[Exercise]
When you set down the entries, keep every word exactly as it is but drop the pictures.
#### Provided material
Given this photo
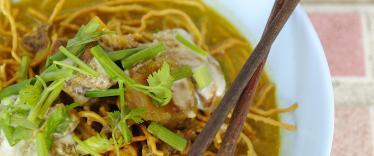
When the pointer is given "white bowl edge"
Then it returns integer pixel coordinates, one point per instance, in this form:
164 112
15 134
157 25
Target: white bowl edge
298 67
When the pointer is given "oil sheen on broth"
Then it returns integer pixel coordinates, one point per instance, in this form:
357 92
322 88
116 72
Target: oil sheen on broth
266 141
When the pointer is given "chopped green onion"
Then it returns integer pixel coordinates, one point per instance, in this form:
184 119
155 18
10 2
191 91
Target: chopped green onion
145 54
102 93
202 76
56 75
110 67
126 132
94 145
30 94
72 67
117 122
35 112
41 144
174 140
79 62
51 98
116 147
84 147
192 46
121 92
181 72
19 121
40 81
13 89
22 72
136 115
121 54
72 106
54 122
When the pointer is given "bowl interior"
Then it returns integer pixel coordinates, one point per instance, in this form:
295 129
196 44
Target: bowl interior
298 67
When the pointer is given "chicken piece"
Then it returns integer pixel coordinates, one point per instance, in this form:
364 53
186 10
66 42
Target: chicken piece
186 97
77 86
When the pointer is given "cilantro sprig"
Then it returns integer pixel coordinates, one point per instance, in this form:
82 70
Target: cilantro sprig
159 88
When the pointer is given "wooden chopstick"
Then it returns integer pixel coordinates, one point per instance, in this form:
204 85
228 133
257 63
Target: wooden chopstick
252 65
239 115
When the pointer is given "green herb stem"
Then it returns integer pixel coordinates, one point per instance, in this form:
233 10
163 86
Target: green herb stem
########
[Task output]
Given this photo
When the pointer is given "white bowl edge"
Then it returns integer pixel coordinates, one point per instance, in this form:
164 112
15 134
157 25
Target: white bowl edge
298 67
When the pointer is given "oil sheen on broth"
Then it returns integer pixel coordinates, one point per instance, in this form:
357 92
322 88
116 72
Target: oil sheen on broth
266 141
When the pointer is given "chopped green onion"
Then it returns integer pixel coordinates, one point per instance, in this form:
184 119
155 18
10 2
191 91
Target: chopped green onion
145 54
102 93
202 76
56 75
110 67
126 132
94 145
30 94
72 67
117 122
35 112
41 144
174 140
79 62
51 98
116 147
84 147
192 46
121 92
181 72
19 121
40 81
13 89
22 72
136 115
121 54
72 106
54 122
When the pointer is given "bowl interior"
Then it returns integer pixel coordinates, one point per instance, in this form:
295 129
196 44
Target: bowl interior
298 67
When the pointer is given "chicken piece"
Then it returns integer pixel coordinates, one point per instance, in this form:
364 53
186 10
66 42
Target: chicken piece
186 97
77 86
When the pointer is given "cilantro sprig"
Then it returns integer pixel coordinates, one point per instance, in this form:
82 70
Target: cilantro sprig
159 88
When the pointer is given "wooden chopstick"
Then it returns integer pixel coordinates, one point per instance, in this form:
204 85
228 133
257 63
Target: wooden chopstick
252 65
239 115
When the pointer is given "green herb stem"
Then it returns integer pixel coordinates, one point per instance, in this form:
233 10
163 86
Target: green herb stem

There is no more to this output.